━━ Fragmento del documento ━━

Ludwig van Beethoven murió seis años antes del nacimiento de Johannes Brahms en 1833. Una generación lo separaba, a su vez, de los grandes creadores del Romanticismo musical: Hector Berlioz (1803), Felix Mendelssohn (1809), Fryderyk Chopin y Robert Schumann (1810 ambos), Franz Liszt (1811) y Giuseppe Verdi y Richard Wagner (1813 ambos). Estaba llamado, por tanto, a ser el heredero natural del primero y quien tomara el testigo de los segundos, a pesar de haber nacido, por así decirlo, en tierra de nadie y de que no era fácil cumplir simultáneamente con este doble cometido.
Robert Schumann se aprestó a identificar su talento y presentarlo casi como un nuevo mesías en el encendido artículo que publicó en la Neue Zeitschrift für Musik, la revista musical de la que era director, el 28 de octubre de 1853. Neue Bahnen (Nuevos senderos) anunciaba proféticamente la llegada de un joven talento a la música europea, Johannes Brahms, que tenía entonces veinte años y al que acababa de conocer en Düsseldorf: “Si él hace descender su cayado mágico allí donde los poderes de las masas del coro y la orquesta prestan sus fuerzas, entonces tendremos aún más vislumbres maravillosos de los secretos del mundo espiritual. Ojalá que el genio supremo lo fortalezca para ello. […] Le damos la bienvenida como un poderoso luchador”. El joven hamburgués no se arredró ante semejantes vaticinios y, para cuando murió en Viena en 1897, pocos podían dudar de que nadie como él había conseguido beber de los postulados beethovenianos sin renunciar nunca a sus credenciales románticas.

━━━
━━ Datos ━━

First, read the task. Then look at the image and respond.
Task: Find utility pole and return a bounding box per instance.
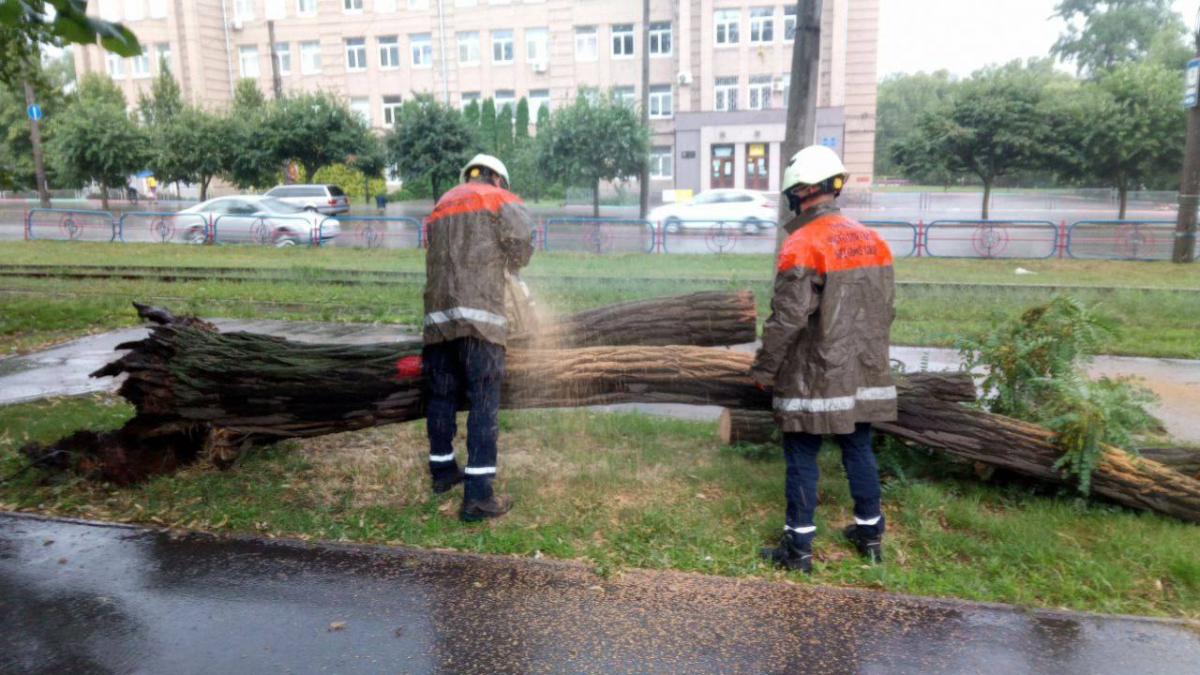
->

━━━
━━ Datos ━━

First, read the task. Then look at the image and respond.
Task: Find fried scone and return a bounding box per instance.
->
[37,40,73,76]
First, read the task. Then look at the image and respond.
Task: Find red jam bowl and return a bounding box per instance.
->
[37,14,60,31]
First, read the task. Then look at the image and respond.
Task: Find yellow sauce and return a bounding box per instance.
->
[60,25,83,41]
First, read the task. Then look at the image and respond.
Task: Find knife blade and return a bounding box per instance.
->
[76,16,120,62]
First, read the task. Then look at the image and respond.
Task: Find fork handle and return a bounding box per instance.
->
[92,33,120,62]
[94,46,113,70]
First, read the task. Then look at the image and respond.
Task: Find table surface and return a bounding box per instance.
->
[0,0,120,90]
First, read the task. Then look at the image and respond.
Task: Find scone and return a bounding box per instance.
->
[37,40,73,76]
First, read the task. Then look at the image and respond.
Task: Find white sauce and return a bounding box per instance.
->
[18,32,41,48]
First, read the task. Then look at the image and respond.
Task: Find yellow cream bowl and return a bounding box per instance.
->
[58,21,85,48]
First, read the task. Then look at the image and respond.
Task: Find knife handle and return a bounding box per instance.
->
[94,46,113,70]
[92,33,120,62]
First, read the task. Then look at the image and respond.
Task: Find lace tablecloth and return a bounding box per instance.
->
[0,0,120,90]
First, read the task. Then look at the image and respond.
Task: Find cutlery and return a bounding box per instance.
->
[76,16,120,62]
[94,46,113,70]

━━━

> [Problema planteado 1]:
Responde estas preguntas sobre el texto sobre Brahms:
(a) ¿En qué año nació Franz Liszt?
(b) ¿Qué título tenía el artículo que publicó Robert Schumann el 28 de octubre de 1853?
(c) ¿En qué ciudad y en qué año murió Brahms?
> [Problema planteado 2]: Cuenta cuántas líneas de las entradas tienen la palabra "knife". Responde solo con el número.

> [Respuesta escrita 1]:
(a) En 1811.
(b) Neue Bahnen (Nuevos senderos).
(c) En Viena, en 1897.

> [Respuesta escrita 2]: 2